→ **Exercise data**:
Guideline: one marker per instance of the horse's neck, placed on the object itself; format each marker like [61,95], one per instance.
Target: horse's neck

...

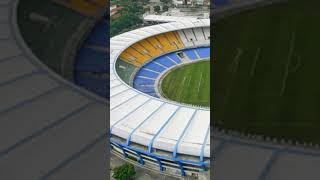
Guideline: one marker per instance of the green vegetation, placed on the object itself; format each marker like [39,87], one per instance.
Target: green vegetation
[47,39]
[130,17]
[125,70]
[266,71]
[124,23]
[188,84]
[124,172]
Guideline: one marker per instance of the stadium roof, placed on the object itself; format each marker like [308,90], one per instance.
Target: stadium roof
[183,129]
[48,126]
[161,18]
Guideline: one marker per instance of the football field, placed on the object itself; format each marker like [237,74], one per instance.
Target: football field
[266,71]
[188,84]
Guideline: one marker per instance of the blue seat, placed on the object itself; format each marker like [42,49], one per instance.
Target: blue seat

--

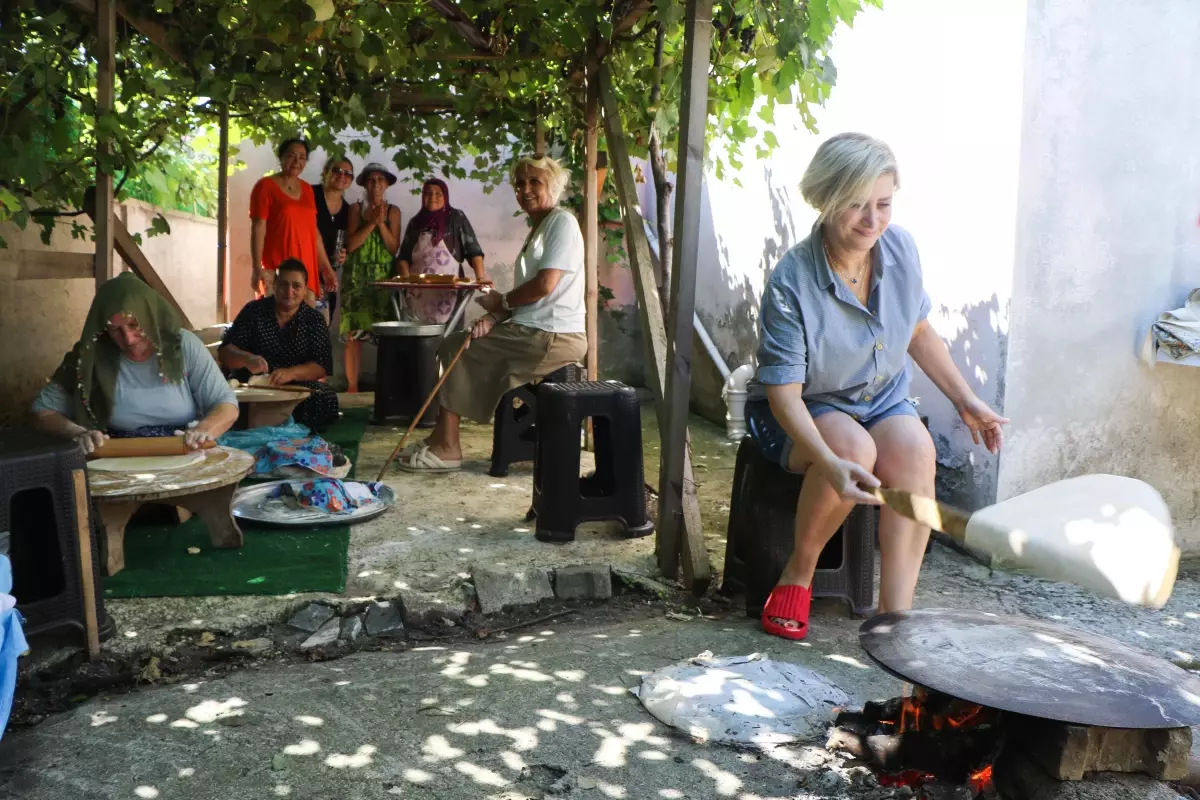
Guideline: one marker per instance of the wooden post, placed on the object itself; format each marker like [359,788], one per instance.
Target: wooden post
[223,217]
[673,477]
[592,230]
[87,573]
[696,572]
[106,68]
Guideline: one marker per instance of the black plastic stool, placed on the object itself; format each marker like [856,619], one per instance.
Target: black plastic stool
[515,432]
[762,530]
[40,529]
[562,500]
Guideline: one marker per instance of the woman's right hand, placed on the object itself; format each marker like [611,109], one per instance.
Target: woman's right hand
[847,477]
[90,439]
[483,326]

→ **Brief**:
Above are the records; from them, give again exactly the lines from the one containing "Guideline: one marker per instance of the horse's" to the one containing "Target: horse's neck", both lines included, and nothing more.

→ **Solution to the exercise**:
Guideline: one marker per instance of the horse's neck, placed on the object itself; format each marker like [61,95], one per instance.
Target: horse's neck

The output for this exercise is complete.